**Work to be completed:** Rewrite all of the records below as a numbered list, dropping any blank lines and leaving out the pictures.

########

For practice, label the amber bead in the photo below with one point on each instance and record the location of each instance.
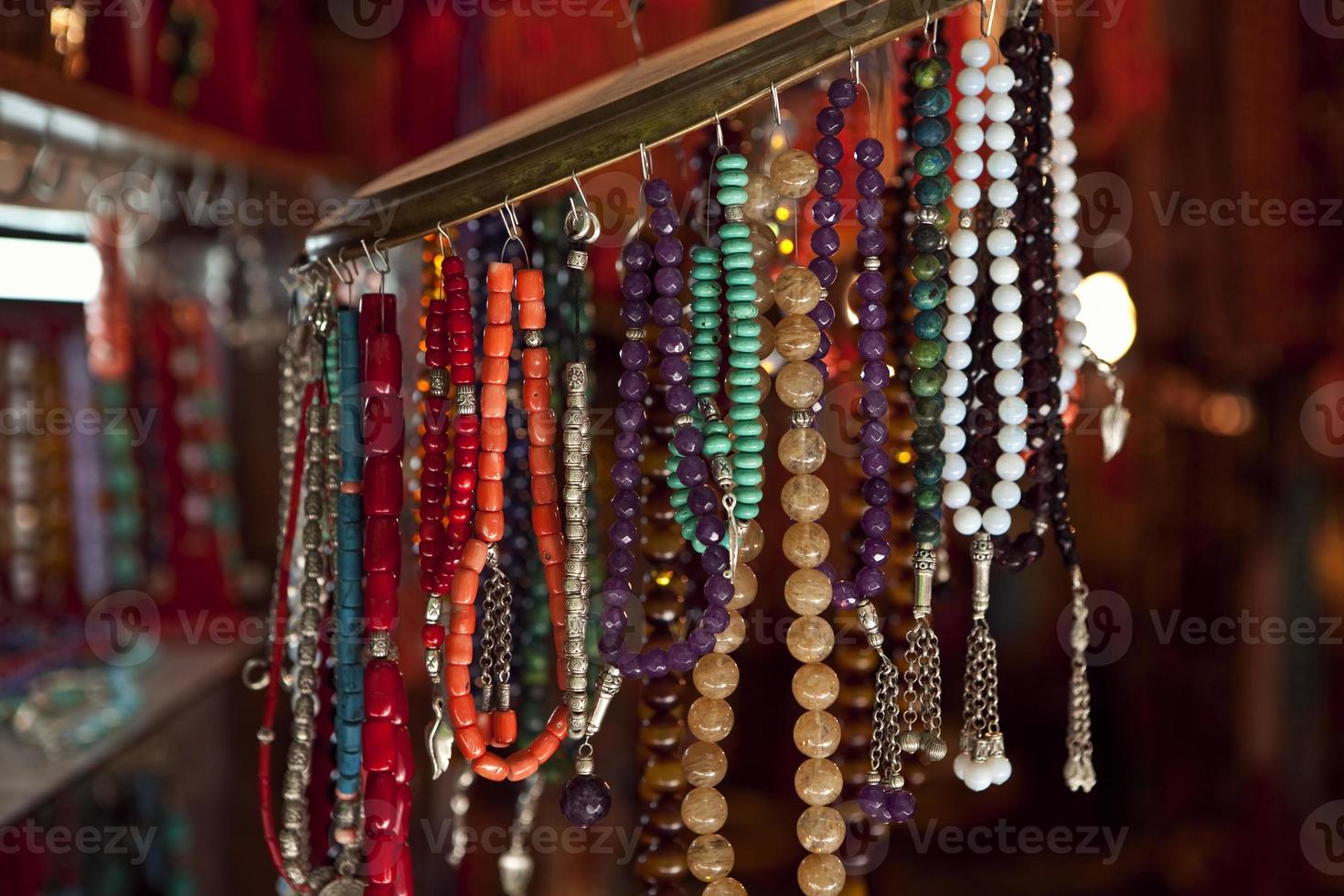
(797, 337)
(709, 858)
(809, 638)
(705, 810)
(798, 384)
(816, 733)
(803, 450)
(806, 592)
(797, 291)
(805, 497)
(743, 587)
(705, 763)
(709, 719)
(820, 829)
(731, 638)
(763, 199)
(805, 544)
(821, 875)
(816, 686)
(715, 675)
(794, 174)
(817, 782)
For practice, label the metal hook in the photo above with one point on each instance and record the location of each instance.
(645, 162)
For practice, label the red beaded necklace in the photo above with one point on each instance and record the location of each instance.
(460, 557)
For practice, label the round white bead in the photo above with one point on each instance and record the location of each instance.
(953, 411)
(1007, 298)
(1007, 355)
(1001, 242)
(1006, 495)
(1062, 71)
(953, 440)
(957, 328)
(965, 194)
(961, 300)
(1000, 78)
(955, 384)
(997, 136)
(955, 495)
(963, 272)
(997, 520)
(953, 468)
(1012, 410)
(1009, 466)
(969, 137)
(971, 82)
(963, 243)
(968, 165)
(998, 106)
(976, 53)
(971, 111)
(1003, 194)
(966, 520)
(1012, 440)
(958, 357)
(1004, 271)
(1007, 326)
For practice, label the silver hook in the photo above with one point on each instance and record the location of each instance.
(645, 162)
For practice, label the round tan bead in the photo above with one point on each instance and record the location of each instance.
(752, 543)
(805, 544)
(803, 450)
(816, 733)
(705, 810)
(709, 719)
(816, 686)
(820, 829)
(805, 498)
(809, 638)
(709, 858)
(797, 291)
(821, 875)
(715, 675)
(794, 174)
(725, 887)
(731, 638)
(705, 763)
(797, 337)
(763, 197)
(817, 782)
(743, 587)
(798, 384)
(806, 592)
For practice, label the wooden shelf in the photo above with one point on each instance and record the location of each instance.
(177, 675)
(668, 94)
(83, 117)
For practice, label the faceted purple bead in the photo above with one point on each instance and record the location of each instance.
(831, 121)
(657, 192)
(828, 152)
(635, 357)
(869, 152)
(586, 799)
(637, 255)
(636, 285)
(663, 220)
(668, 251)
(667, 309)
(826, 240)
(841, 93)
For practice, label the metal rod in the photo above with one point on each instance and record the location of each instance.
(668, 94)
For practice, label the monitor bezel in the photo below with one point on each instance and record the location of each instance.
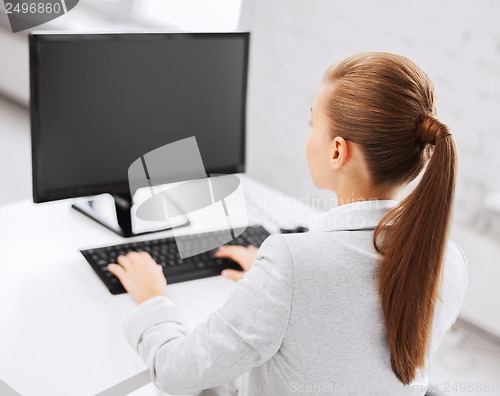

########

**Task solution:**
1. For practice, label the amber bead in the photo below with one point on each instance and record the location of each instance.
2. (797, 337)
3. (709, 858)
4. (809, 638)
5. (705, 810)
6. (798, 384)
7. (816, 733)
8. (803, 450)
9. (806, 592)
10. (797, 291)
11. (805, 497)
12. (743, 587)
13. (705, 763)
14. (709, 719)
15. (820, 829)
16. (731, 638)
17. (763, 199)
18. (805, 544)
19. (821, 875)
20. (816, 686)
21. (715, 675)
22. (794, 174)
23. (817, 782)
24. For practice, label the metal hook in the photo above with one point on each instance and record the location of each instance.
25. (645, 162)
26. For practice, label the red beaded necklace in the photo above with one point on each instance and record the location of each instance.
27. (460, 557)
28. For practice, label the round white bead in the photo above with one point on each instance and record the location of each instance.
29. (953, 411)
30. (1007, 298)
31. (1007, 355)
32. (1001, 242)
33. (1006, 495)
34. (1062, 71)
35. (953, 440)
36. (957, 328)
37. (965, 194)
38. (961, 300)
39. (1000, 78)
40. (955, 384)
41. (997, 136)
42. (955, 495)
43. (963, 272)
44. (997, 520)
45. (953, 468)
46. (1012, 410)
47. (1009, 466)
48. (969, 137)
49. (971, 82)
50. (963, 243)
51. (968, 165)
52. (998, 106)
53. (976, 53)
54. (971, 111)
55. (1003, 194)
56. (966, 520)
57. (1012, 440)
58. (958, 357)
59. (1004, 271)
60. (1007, 326)
61. For practice, label the silver hook in the photo above with one point on each instance and record the location of each instance.
62. (645, 162)
63. For practice, label the round tan bead in the photo above with one point on each instance and record the location of each instance.
64. (752, 543)
65. (805, 544)
66. (803, 450)
67. (816, 733)
68. (705, 810)
69. (709, 719)
70. (816, 686)
71. (820, 829)
72. (805, 498)
73. (809, 638)
74. (709, 858)
75. (797, 291)
76. (821, 875)
77. (715, 675)
78. (794, 174)
79. (725, 887)
80. (731, 638)
81. (705, 763)
82. (797, 337)
83. (763, 197)
84. (817, 782)
85. (743, 587)
86. (798, 384)
87. (806, 592)
88. For practice, label the wooden shelf in the photo above with one point on each instance and record the location of each instance.
89. (177, 675)
90. (668, 94)
91. (83, 117)
92. For practice, label the faceted purple bead in the photo above with one point on each instance and record the location of each instance.
93. (831, 121)
94. (657, 192)
95. (828, 152)
96. (635, 357)
97. (869, 152)
98. (586, 799)
99. (637, 255)
100. (636, 285)
101. (663, 220)
102. (668, 251)
103. (667, 309)
104. (826, 240)
105. (841, 93)
106. For practice, label the metal rod in the photo above with one point on each instance and record the location of each instance.
107. (668, 94)
108. For practice, label the monitor bezel in the photo below with one point on each instance and record the location of each instance.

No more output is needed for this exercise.